— Start of MATERIAL —
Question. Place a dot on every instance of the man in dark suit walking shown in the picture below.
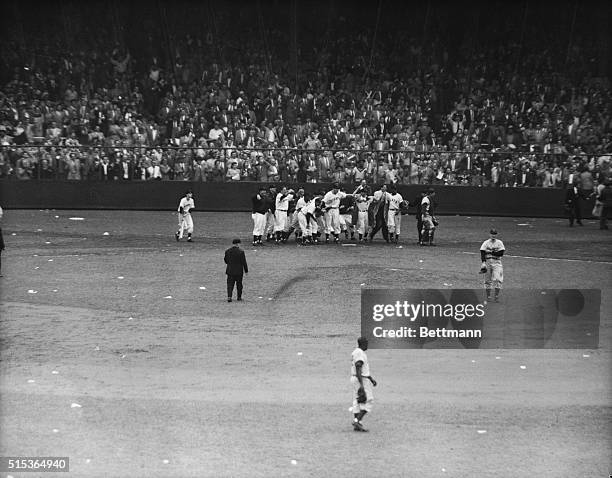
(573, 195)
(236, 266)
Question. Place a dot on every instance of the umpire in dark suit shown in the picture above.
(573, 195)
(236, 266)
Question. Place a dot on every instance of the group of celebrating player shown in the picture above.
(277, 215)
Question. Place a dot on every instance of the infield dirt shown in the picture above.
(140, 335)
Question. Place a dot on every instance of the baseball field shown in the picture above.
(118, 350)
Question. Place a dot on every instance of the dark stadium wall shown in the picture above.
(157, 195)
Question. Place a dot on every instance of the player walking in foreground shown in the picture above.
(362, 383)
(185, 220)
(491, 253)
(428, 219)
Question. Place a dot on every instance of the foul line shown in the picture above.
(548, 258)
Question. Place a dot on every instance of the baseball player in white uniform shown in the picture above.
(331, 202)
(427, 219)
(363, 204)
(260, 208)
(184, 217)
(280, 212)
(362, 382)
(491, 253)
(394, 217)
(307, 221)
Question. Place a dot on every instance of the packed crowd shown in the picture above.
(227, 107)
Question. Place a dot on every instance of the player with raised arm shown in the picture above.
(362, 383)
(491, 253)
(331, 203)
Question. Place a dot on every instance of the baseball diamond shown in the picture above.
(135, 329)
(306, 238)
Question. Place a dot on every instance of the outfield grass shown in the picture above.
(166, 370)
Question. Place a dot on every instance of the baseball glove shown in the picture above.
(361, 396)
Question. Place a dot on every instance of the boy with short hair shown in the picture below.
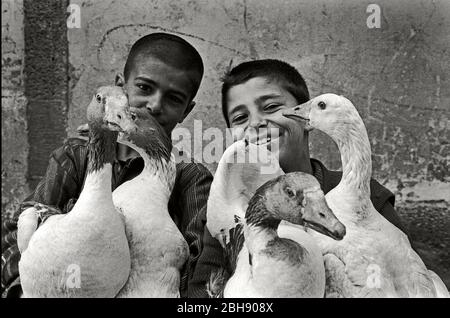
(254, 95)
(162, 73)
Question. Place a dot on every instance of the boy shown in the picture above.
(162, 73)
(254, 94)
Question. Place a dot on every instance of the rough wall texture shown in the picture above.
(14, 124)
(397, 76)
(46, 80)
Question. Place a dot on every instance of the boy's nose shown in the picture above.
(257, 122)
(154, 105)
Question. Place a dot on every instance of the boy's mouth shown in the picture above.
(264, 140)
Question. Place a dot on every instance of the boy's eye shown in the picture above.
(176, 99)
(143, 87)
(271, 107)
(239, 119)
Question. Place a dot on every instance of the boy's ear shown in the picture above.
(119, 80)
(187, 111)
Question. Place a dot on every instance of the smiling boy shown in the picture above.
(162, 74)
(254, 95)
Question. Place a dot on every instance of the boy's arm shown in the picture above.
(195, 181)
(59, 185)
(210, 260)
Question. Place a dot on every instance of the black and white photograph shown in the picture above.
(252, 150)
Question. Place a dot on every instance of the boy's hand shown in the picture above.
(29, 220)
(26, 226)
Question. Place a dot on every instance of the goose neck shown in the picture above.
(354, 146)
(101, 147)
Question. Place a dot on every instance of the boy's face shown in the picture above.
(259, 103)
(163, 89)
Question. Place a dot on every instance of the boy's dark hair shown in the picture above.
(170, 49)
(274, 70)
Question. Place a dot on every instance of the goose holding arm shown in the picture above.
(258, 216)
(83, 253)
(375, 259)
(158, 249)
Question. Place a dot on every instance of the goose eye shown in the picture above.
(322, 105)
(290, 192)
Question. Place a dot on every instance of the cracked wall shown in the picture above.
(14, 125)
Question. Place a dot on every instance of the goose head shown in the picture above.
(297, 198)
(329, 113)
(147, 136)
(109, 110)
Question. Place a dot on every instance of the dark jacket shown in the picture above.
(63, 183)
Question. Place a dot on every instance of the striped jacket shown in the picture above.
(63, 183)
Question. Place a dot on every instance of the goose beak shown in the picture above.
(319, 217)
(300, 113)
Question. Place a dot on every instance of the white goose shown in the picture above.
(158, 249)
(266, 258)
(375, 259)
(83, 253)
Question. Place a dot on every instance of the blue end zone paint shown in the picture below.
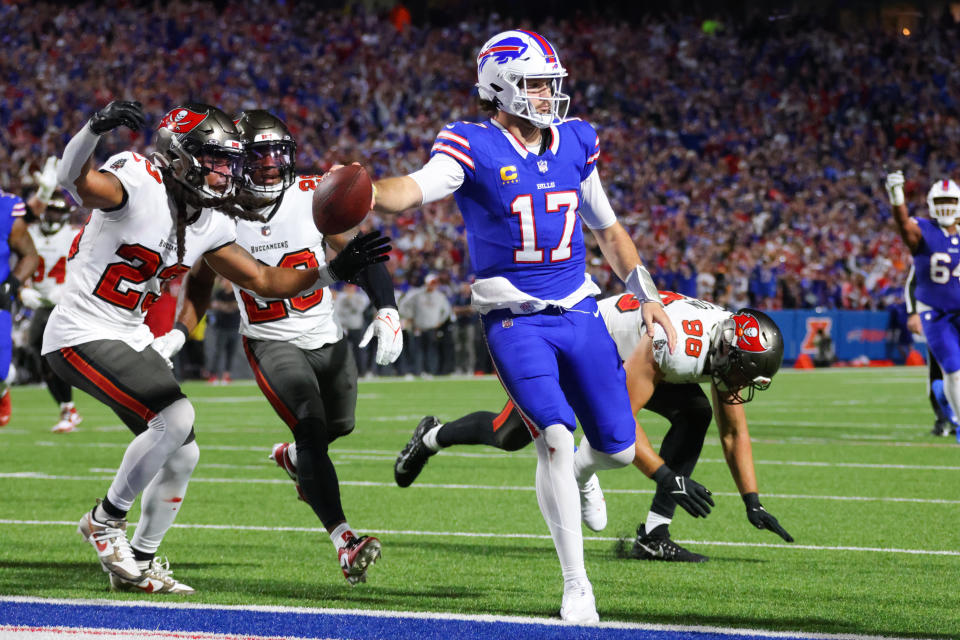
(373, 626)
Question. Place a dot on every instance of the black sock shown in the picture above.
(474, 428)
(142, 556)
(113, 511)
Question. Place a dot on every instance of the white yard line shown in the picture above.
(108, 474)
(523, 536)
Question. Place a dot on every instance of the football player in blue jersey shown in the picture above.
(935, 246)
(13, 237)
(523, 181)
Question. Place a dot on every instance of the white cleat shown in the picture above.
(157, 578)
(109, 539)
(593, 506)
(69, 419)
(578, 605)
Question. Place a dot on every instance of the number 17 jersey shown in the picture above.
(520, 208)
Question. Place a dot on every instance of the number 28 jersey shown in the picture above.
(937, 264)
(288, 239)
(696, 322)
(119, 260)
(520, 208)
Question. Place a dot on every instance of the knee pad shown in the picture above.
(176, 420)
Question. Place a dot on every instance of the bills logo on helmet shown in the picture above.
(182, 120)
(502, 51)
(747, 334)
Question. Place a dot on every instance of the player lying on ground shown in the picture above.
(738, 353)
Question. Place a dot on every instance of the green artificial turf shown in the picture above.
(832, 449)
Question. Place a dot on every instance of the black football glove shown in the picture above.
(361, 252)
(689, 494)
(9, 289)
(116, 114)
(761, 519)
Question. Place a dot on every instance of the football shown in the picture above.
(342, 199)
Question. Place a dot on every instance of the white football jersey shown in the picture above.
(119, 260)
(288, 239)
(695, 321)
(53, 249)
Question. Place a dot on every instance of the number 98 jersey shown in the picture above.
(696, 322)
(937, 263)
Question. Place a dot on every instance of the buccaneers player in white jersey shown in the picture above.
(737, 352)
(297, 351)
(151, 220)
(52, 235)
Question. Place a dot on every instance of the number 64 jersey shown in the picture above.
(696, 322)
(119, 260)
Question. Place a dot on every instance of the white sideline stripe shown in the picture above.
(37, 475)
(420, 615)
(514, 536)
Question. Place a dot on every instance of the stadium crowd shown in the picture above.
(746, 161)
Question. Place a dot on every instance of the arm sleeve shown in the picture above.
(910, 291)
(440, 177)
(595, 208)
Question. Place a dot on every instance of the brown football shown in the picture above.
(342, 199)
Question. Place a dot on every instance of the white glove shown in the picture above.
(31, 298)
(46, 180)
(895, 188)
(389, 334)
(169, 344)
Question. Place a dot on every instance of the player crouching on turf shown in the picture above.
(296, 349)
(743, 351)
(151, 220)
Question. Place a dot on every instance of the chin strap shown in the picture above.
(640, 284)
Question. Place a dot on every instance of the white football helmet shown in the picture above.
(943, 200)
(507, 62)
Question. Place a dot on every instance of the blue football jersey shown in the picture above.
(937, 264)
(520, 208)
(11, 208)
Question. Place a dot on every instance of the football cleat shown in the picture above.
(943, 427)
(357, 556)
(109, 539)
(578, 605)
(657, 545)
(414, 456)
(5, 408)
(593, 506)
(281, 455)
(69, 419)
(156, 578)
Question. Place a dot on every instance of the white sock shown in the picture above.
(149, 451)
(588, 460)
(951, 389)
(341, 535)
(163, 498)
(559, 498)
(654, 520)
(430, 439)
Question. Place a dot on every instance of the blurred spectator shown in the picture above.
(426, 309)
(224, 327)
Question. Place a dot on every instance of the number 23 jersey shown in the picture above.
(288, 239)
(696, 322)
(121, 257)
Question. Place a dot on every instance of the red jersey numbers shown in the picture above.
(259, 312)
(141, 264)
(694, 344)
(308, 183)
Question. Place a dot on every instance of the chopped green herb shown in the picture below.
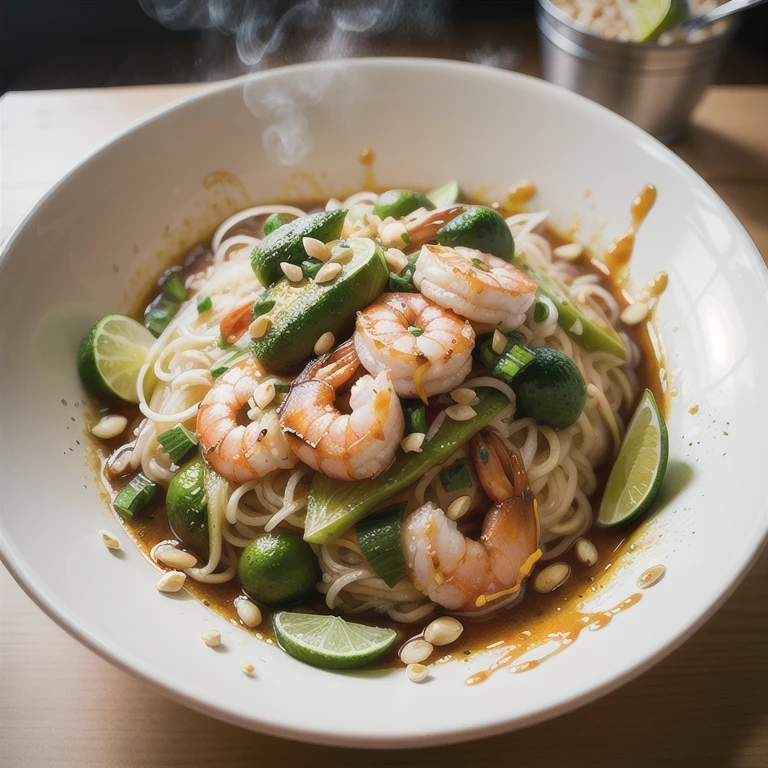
— End of MATERIAL —
Could you retype all of the material above word for word, leaving the pictures out of your answer?

Question. Place a dot on every instance of the man in dark suit walking shown in the picture below.
(573, 195)
(236, 266)
Question. Place a dot on every instance of the umpire in dark suit shown in the picture above.
(573, 195)
(236, 266)
Question. Place a dot on every instance of the group of celebrating player shown in the picture above.
(277, 215)
Question. Place a dot on every instance of the infield dirt shown in the picture above.
(140, 335)
Question. Place a dot on every instance of the baseball field shown in the picture above.
(118, 350)
Question. Place a dot on every instance of the dark stadium wall shown in the picture above.
(157, 195)
Question. Place a dot on every instance of the player walking in foreground shown in the picture above.
(362, 383)
(185, 220)
(491, 253)
(428, 219)
Question. Place a dot on every instance of the foul line shown in the picture above.
(548, 258)
Question. Place a dot on every instance of the baseball player in white uniform shown in the picture above.
(331, 202)
(427, 219)
(363, 204)
(260, 208)
(184, 217)
(280, 212)
(362, 382)
(491, 253)
(394, 217)
(307, 221)
Question. Place a dot on every instance of the packed crowd shown in the picture above.
(227, 107)
Question. Place a dot on every instance of the player with raised arm shown in the picture above.
(362, 383)
(491, 253)
(331, 203)
Question. Place a dot on every instance of the baseball diamond shown in the picture above.
(135, 329)
(306, 238)
Question. Place a dot on every instance of the outfield grass shown in the picture above.
(166, 370)
Question. Place a dot on every instance of the baseball glove shown in the picture above.
(361, 396)
Question. Place a dot on every instance of the boy with short hair shown in the picture below.
(254, 95)
(162, 73)
Question. Place a dot on every instance of the boy shown in the picture above.
(162, 73)
(254, 94)
Question. Place a dot on every instance of the rough wall texture shown in the picture above.
(14, 124)
(397, 76)
(46, 80)
Question. Place a dot on every instance of the boy's nose shown in the picture above.
(257, 122)
(154, 105)
Question. Place a dot on every instance of the boy's mouth shown in the picture above.
(264, 140)
Question. Place a dot on every instance of the boy's eye shown in the picture above.
(176, 99)
(143, 87)
(271, 107)
(239, 119)
Question. Place a dot on every instance of the boy's ear shown in the picture above.
(119, 80)
(187, 111)
Question. Place a dot on every instance of the smiling boy shown in the picture above.
(162, 74)
(254, 95)
Question. Place a dot on every instance of the boy's arm shown in the picture above.
(195, 181)
(59, 185)
(210, 260)
Question. Place a dot on every instance of the black and white photograph shown in the picture above.
(252, 150)
Question. Place a dot on every instance of the boy's hand shown in the picture above.
(29, 220)
(26, 226)
Question. Place a dot on every instance of the goose neck shown in the picture above.
(354, 146)
(101, 147)
Question. Place a dot on every instance of the boy's face shown in the picture above.
(259, 103)
(163, 89)
Question. Place a dot on every instance of the boy's dark hair shown in the picture above.
(170, 49)
(274, 70)
Question. Place a dot on every instance of the goose holding arm shown in the picture above.
(258, 216)
(83, 253)
(375, 259)
(158, 249)
Question. Place a dot on every instance of the goose eye shown in the picture above.
(322, 105)
(290, 192)
Question. Place a dot on every instance of the cracked wall shown in the picture above.
(14, 125)
Question. Place a dot on every instance of the goose head shown in the picture above.
(297, 198)
(329, 113)
(147, 136)
(109, 110)
Question. Place a dot on every instance of the dark jacket shown in the picture above.
(63, 183)
Question. Place a dot on every instance of the striped jacket shown in the picture above.
(63, 183)
Question. Place a dot on every instance of the goose beak shown in the picture above.
(319, 217)
(300, 113)
Question. Place a dot on every instance of the white goose shown in the picture above.
(158, 249)
(266, 258)
(375, 259)
(83, 253)
Question. Place a dot on every instance of the blue end zone paint shown in the picture below.
(373, 626)
Question. Place a dot on every instance of the black sock shown in the picture above.
(474, 428)
(142, 556)
(113, 511)
Question. Place a dot on every instance of the white yard line shown in the picture above.
(108, 474)
(523, 536)
Question. Place a dot on every instance of the football player in blue jersey shown in the picture above.
(935, 246)
(13, 237)
(523, 181)
Question. Place a dot on every instance of the white cleat shown in the picture above.
(157, 578)
(109, 539)
(593, 506)
(69, 419)
(578, 605)
Question. Place a dot on every instance of the number 17 jersey shown in the picture above.
(520, 208)
Question. Place a dot on every instance of the number 28 jersey shown in the picture above.
(937, 264)
(288, 239)
(696, 322)
(119, 260)
(520, 208)
Question. Place a dot on every instance of the knee pad shown in the picture above.
(176, 420)
Question. Place a dot on every instance of the bills logo on helmet shown in the picture above.
(182, 120)
(502, 51)
(747, 334)
Question. Place a dot on every instance of the player lying on ground shown in the picture above.
(738, 353)
Question. Place a dot on every instance of the green artificial turf shown in the picture above.
(832, 449)
Question. Place a dot on every instance of the black football glove shown in the picture above.
(361, 252)
(689, 494)
(9, 289)
(116, 114)
(761, 519)
Question. Place a dot on every instance of the football shown in the picture above.
(342, 199)
Question. Place a dot on every instance of the white football jersey shown in the picture above.
(119, 260)
(288, 239)
(695, 321)
(53, 249)
Question. Place a dot on every instance of the number 98 jersey shown in the picture above.
(696, 322)
(937, 263)
Question. Place a dot on every instance of the buccaneers player in white jersey shown in the picture above.
(737, 352)
(297, 351)
(151, 220)
(52, 235)
Question. Place a dot on every instance of the number 64 jersey shown in the picture above.
(696, 322)
(119, 260)
Question. Place a dot on every instance of the white sideline stripe shown in the picture above.
(37, 475)
(420, 615)
(514, 536)
Question. Place a dot on every instance of the stadium crowd shown in the picture above.
(746, 161)
Question. Place a dot on every instance of the arm sleeve shown in the picture above.
(910, 291)
(440, 177)
(595, 208)
Question. Place a dot on every instance of the brown football shown in the picture above.
(342, 199)
Question. Place a dot on every instance of the white glove shown in the picture above.
(31, 298)
(46, 180)
(895, 188)
(389, 334)
(169, 344)
Question. Place a dot on every instance of the player crouching on turf shown in the picture above.
(296, 349)
(743, 351)
(151, 220)
Question. Place a dot on every instance of the chin strap shown in the picture above.
(640, 284)
Question. Place a dot on every instance of the white football helmet shown in the picture above.
(943, 200)
(507, 62)
Question. Place a dot on every instance of the blue football jersey shown in the picture above.
(937, 264)
(520, 208)
(11, 208)
Question. Place a dot on every instance of the football cleat shown in the picture above.
(943, 427)
(357, 556)
(109, 539)
(578, 605)
(657, 545)
(414, 456)
(5, 408)
(593, 506)
(281, 455)
(69, 419)
(156, 578)
Question. Place a dot on every instance of the white sock shown in the picture above.
(149, 451)
(588, 460)
(951, 389)
(341, 535)
(163, 498)
(559, 498)
(654, 520)
(430, 439)
Question. Place a dot on every instance of the blurred spectator shown in the picture above.
(426, 309)
(224, 327)
Question. Place a dot on every instance of the number 23 jersey shown in the picture above.
(288, 239)
(696, 322)
(121, 257)
Question. Place a dot on every instance of the red jersey numbers shown in the picture above.
(259, 312)
(141, 264)
(694, 344)
(308, 183)
Question. Place a dot on every instance of the chopped green herb shown in the picture below.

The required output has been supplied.